**Stated goal**
Give again only what runs from the line with "Target: insect wing" to the final line of the entries below, exactly as written and without pictures.

##############################

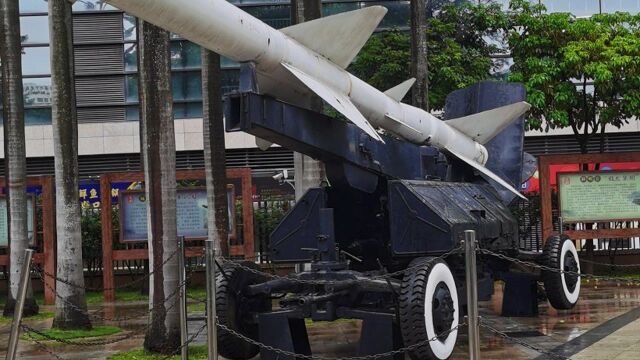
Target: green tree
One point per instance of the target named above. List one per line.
(460, 41)
(579, 73)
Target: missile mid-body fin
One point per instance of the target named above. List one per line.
(399, 91)
(484, 126)
(339, 37)
(338, 101)
(493, 176)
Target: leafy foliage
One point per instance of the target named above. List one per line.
(580, 73)
(460, 39)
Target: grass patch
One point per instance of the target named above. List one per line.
(197, 352)
(96, 331)
(44, 315)
(94, 297)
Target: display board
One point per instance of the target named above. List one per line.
(4, 236)
(191, 212)
(599, 196)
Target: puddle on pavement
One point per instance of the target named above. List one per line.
(550, 329)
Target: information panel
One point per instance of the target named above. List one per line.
(599, 196)
(191, 214)
(4, 236)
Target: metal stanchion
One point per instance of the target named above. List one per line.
(184, 335)
(25, 275)
(212, 333)
(560, 225)
(472, 294)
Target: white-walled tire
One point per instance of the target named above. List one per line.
(429, 308)
(563, 290)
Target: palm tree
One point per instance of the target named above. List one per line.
(214, 151)
(14, 150)
(159, 158)
(419, 53)
(309, 173)
(71, 304)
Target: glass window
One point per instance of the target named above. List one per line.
(576, 7)
(130, 57)
(630, 6)
(131, 88)
(37, 91)
(92, 5)
(186, 85)
(35, 61)
(37, 116)
(277, 16)
(30, 6)
(185, 55)
(130, 26)
(34, 29)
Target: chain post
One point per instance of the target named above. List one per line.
(560, 225)
(212, 333)
(183, 299)
(472, 293)
(25, 275)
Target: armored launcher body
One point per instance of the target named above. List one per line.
(378, 242)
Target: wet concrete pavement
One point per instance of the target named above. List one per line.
(548, 331)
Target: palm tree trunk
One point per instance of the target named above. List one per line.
(71, 305)
(308, 172)
(14, 152)
(214, 151)
(159, 158)
(419, 53)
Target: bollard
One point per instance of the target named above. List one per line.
(212, 331)
(472, 294)
(17, 312)
(183, 301)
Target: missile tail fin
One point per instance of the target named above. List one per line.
(484, 126)
(338, 101)
(488, 173)
(399, 91)
(339, 37)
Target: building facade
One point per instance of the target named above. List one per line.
(107, 88)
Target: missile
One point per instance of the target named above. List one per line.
(308, 60)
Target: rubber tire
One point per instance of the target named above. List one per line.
(412, 309)
(228, 288)
(553, 281)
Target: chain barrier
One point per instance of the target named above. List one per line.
(126, 285)
(314, 357)
(385, 276)
(506, 336)
(40, 344)
(558, 270)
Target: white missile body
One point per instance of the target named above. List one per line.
(295, 64)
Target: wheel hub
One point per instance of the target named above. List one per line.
(570, 265)
(442, 310)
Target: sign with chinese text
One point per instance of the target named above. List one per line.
(89, 193)
(191, 209)
(4, 235)
(599, 196)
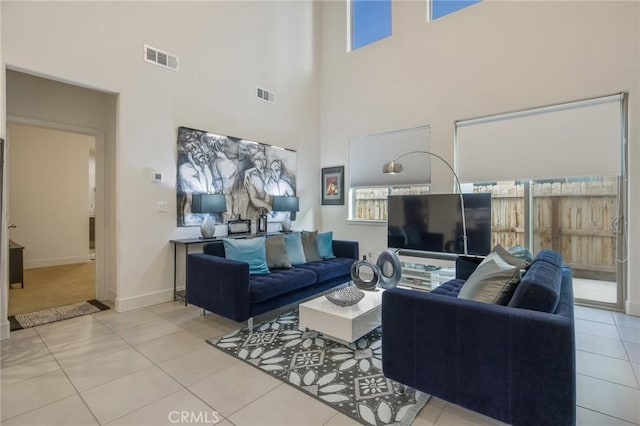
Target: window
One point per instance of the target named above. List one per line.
(369, 187)
(560, 185)
(439, 8)
(370, 21)
(370, 204)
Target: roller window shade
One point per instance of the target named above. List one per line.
(574, 139)
(368, 154)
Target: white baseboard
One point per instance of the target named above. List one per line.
(632, 308)
(124, 304)
(43, 263)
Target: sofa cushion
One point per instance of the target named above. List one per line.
(295, 251)
(277, 257)
(250, 250)
(511, 258)
(278, 282)
(492, 281)
(310, 246)
(549, 256)
(329, 268)
(522, 254)
(539, 289)
(325, 245)
(450, 288)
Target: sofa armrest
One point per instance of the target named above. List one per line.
(512, 364)
(346, 249)
(218, 285)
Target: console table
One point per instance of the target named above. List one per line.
(186, 242)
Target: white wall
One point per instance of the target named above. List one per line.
(226, 49)
(4, 236)
(493, 57)
(48, 194)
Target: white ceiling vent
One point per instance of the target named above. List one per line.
(266, 95)
(158, 57)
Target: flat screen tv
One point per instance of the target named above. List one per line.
(433, 223)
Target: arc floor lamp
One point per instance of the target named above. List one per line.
(395, 167)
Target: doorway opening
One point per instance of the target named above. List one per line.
(52, 201)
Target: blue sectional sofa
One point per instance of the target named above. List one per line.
(225, 287)
(515, 363)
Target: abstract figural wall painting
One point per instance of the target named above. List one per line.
(248, 173)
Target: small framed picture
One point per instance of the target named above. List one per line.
(333, 185)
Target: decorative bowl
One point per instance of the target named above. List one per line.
(346, 296)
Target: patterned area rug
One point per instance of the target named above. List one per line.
(347, 377)
(46, 316)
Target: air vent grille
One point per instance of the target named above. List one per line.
(265, 95)
(158, 57)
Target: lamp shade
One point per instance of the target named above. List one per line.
(208, 203)
(285, 204)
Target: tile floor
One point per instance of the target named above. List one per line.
(149, 366)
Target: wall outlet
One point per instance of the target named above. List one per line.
(157, 176)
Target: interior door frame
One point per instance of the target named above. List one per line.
(101, 288)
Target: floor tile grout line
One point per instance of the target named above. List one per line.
(608, 381)
(605, 414)
(70, 382)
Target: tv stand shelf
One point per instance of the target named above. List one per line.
(425, 276)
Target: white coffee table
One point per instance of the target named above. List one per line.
(345, 324)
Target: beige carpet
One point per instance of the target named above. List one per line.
(53, 287)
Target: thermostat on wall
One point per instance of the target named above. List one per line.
(157, 176)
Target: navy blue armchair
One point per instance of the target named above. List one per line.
(512, 363)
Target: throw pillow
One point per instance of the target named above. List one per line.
(295, 250)
(493, 281)
(325, 245)
(510, 258)
(522, 253)
(310, 246)
(250, 250)
(277, 257)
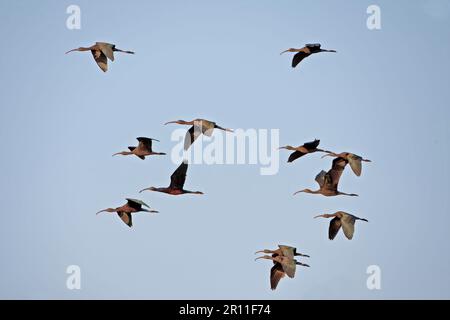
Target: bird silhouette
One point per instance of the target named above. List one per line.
(177, 180)
(341, 219)
(143, 149)
(354, 160)
(328, 181)
(199, 126)
(304, 52)
(300, 151)
(125, 211)
(102, 51)
(284, 263)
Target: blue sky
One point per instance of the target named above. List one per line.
(384, 95)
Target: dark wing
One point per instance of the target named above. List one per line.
(178, 178)
(295, 155)
(298, 57)
(101, 59)
(126, 217)
(320, 178)
(145, 144)
(276, 274)
(348, 225)
(333, 176)
(311, 145)
(355, 163)
(136, 204)
(193, 133)
(107, 49)
(335, 225)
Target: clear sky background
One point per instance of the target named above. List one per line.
(384, 95)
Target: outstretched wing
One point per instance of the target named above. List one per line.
(320, 178)
(193, 133)
(287, 251)
(136, 204)
(298, 57)
(289, 267)
(126, 218)
(295, 155)
(178, 178)
(101, 59)
(335, 225)
(335, 172)
(276, 274)
(312, 145)
(348, 225)
(355, 163)
(107, 49)
(145, 144)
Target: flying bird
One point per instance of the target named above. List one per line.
(304, 52)
(341, 219)
(199, 126)
(328, 181)
(354, 160)
(102, 51)
(143, 149)
(308, 147)
(177, 180)
(125, 211)
(284, 263)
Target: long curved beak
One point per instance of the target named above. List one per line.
(224, 129)
(124, 51)
(328, 154)
(71, 51)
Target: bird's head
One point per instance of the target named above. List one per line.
(177, 122)
(302, 264)
(288, 50)
(78, 49)
(286, 147)
(110, 210)
(149, 189)
(305, 191)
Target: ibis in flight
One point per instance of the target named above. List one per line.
(177, 180)
(284, 263)
(304, 52)
(102, 51)
(125, 211)
(143, 149)
(328, 181)
(341, 219)
(199, 126)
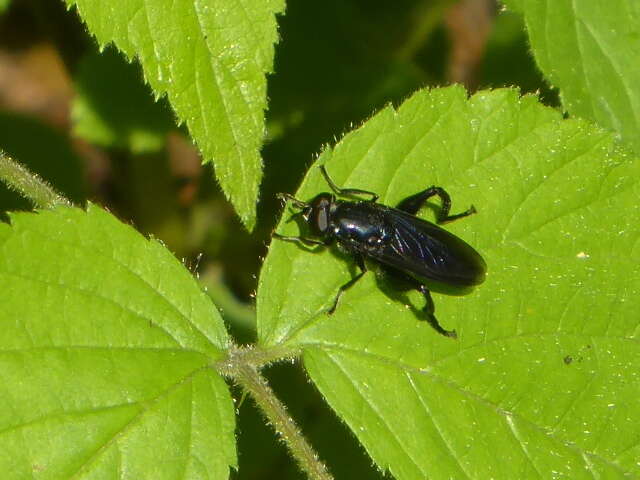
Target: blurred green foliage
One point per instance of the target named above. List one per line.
(337, 62)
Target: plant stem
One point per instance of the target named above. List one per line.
(28, 184)
(247, 376)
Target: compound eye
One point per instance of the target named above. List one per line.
(322, 222)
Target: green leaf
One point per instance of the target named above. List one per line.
(113, 108)
(210, 58)
(106, 349)
(545, 367)
(590, 50)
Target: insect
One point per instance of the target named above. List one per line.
(407, 249)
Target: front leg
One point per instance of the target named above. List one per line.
(303, 241)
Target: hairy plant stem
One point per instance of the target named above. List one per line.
(28, 184)
(242, 366)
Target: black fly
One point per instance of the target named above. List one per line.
(406, 247)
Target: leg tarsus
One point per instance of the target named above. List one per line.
(429, 309)
(304, 242)
(363, 269)
(414, 202)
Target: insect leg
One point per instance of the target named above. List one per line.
(413, 203)
(363, 269)
(286, 197)
(347, 192)
(430, 309)
(305, 242)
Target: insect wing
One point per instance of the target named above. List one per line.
(426, 250)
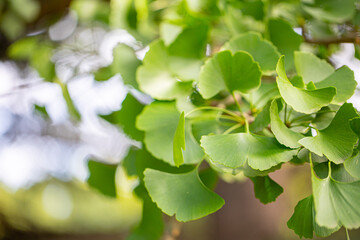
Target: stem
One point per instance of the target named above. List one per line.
(232, 128)
(236, 102)
(214, 109)
(285, 113)
(347, 234)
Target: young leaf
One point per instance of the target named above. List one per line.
(312, 68)
(303, 220)
(263, 51)
(235, 150)
(181, 194)
(266, 189)
(336, 203)
(102, 177)
(231, 72)
(336, 141)
(302, 100)
(179, 141)
(126, 116)
(159, 121)
(283, 134)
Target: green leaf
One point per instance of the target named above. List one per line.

##############################

**The result**
Target: insect wing
One point per instance of the target named above. List one per line.
(426, 250)
Target: stem
One point per instance of the target named above. List one per line.
(232, 128)
(236, 102)
(214, 109)
(285, 113)
(347, 234)
Target: young leaf
One point per instance of the target named above. List one per line.
(312, 68)
(303, 220)
(263, 51)
(235, 150)
(181, 194)
(266, 189)
(336, 203)
(102, 177)
(231, 72)
(336, 141)
(302, 100)
(179, 141)
(126, 116)
(159, 121)
(283, 134)
Target: green leaf
One point per instance of the target named above. List one per line.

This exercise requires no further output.